### EXERCISE AIM
Lines with the word "only" are the answer; copy each of them from the data below.
* * * *
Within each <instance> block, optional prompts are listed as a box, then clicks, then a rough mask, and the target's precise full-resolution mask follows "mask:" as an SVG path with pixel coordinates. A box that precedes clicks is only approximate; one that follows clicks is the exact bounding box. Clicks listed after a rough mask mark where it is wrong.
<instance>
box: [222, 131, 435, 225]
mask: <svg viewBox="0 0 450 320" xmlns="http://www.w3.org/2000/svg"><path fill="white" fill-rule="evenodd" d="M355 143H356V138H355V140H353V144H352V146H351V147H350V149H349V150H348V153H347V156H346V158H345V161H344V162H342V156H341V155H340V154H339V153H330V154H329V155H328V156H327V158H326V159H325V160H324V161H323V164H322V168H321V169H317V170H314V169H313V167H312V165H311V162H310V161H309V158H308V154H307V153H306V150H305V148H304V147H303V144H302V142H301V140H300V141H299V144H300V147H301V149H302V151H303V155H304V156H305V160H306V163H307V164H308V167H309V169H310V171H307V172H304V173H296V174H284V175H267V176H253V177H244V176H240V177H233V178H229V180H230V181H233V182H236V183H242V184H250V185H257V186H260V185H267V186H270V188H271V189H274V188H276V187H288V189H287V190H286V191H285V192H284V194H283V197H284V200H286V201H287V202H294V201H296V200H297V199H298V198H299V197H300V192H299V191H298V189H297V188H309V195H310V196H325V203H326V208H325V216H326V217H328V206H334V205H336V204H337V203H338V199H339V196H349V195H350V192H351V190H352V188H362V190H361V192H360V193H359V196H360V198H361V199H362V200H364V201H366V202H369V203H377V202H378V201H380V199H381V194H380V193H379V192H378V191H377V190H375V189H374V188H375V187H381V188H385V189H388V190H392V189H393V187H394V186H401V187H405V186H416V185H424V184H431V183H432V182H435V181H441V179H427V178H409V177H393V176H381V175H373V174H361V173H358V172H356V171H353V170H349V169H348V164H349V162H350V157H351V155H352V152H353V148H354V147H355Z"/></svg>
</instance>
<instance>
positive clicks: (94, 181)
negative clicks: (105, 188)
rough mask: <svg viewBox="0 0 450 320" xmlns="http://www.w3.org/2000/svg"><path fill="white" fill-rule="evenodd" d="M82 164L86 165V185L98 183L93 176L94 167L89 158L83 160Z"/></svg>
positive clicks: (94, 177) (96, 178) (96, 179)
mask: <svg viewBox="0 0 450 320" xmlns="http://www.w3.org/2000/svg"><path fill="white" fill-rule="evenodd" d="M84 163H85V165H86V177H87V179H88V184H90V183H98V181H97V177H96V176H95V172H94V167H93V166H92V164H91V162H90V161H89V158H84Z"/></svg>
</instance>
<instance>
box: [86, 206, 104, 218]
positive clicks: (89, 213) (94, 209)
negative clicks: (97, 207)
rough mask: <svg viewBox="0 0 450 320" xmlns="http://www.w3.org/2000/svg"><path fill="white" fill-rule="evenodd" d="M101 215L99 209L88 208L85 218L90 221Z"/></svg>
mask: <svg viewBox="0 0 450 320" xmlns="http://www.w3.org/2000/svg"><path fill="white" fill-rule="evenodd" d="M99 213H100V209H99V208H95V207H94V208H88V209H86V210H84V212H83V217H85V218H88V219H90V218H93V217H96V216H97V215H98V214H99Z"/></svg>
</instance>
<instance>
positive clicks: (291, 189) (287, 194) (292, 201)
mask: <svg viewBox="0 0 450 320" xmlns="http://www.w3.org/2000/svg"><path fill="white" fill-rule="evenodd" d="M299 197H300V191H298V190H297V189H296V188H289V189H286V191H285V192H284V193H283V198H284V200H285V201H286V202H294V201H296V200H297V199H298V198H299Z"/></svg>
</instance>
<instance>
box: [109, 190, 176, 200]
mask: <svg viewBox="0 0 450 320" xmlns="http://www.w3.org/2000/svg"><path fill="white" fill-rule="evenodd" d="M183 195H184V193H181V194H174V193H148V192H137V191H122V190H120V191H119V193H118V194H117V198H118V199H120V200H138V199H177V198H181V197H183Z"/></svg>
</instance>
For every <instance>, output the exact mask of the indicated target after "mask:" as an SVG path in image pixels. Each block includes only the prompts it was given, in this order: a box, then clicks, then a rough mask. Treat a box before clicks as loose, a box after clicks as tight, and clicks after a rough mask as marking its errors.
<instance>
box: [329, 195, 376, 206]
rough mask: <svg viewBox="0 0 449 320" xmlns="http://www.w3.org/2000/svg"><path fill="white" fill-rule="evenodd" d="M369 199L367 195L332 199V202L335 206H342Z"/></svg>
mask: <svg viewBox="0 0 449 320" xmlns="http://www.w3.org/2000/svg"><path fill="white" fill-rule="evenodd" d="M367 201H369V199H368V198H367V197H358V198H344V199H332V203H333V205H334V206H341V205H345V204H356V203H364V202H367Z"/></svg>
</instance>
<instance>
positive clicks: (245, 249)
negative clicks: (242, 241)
* * * *
### EXERCISE SOLUTION
Within each <instance> block, optional prompts are listed as a box, then clicks, then a rough mask, and the target's precise full-resolution mask follows "mask:" as an SVG path with pixel coordinates. A box that precedes clicks is only approximate; one that follows clicks is the exact bounding box. Clicks listed after a rough mask mark where it is wrong.
For every <instance>, output the exact mask of the indicated target after "mask:" as an SVG path in image pixels. Each block includes only the prompts it was given, in this order: a box, then clicks, then a rough mask. Treat a box before clicks as loose, a box after clicks as tight, and clicks after a rough mask as marking its errors.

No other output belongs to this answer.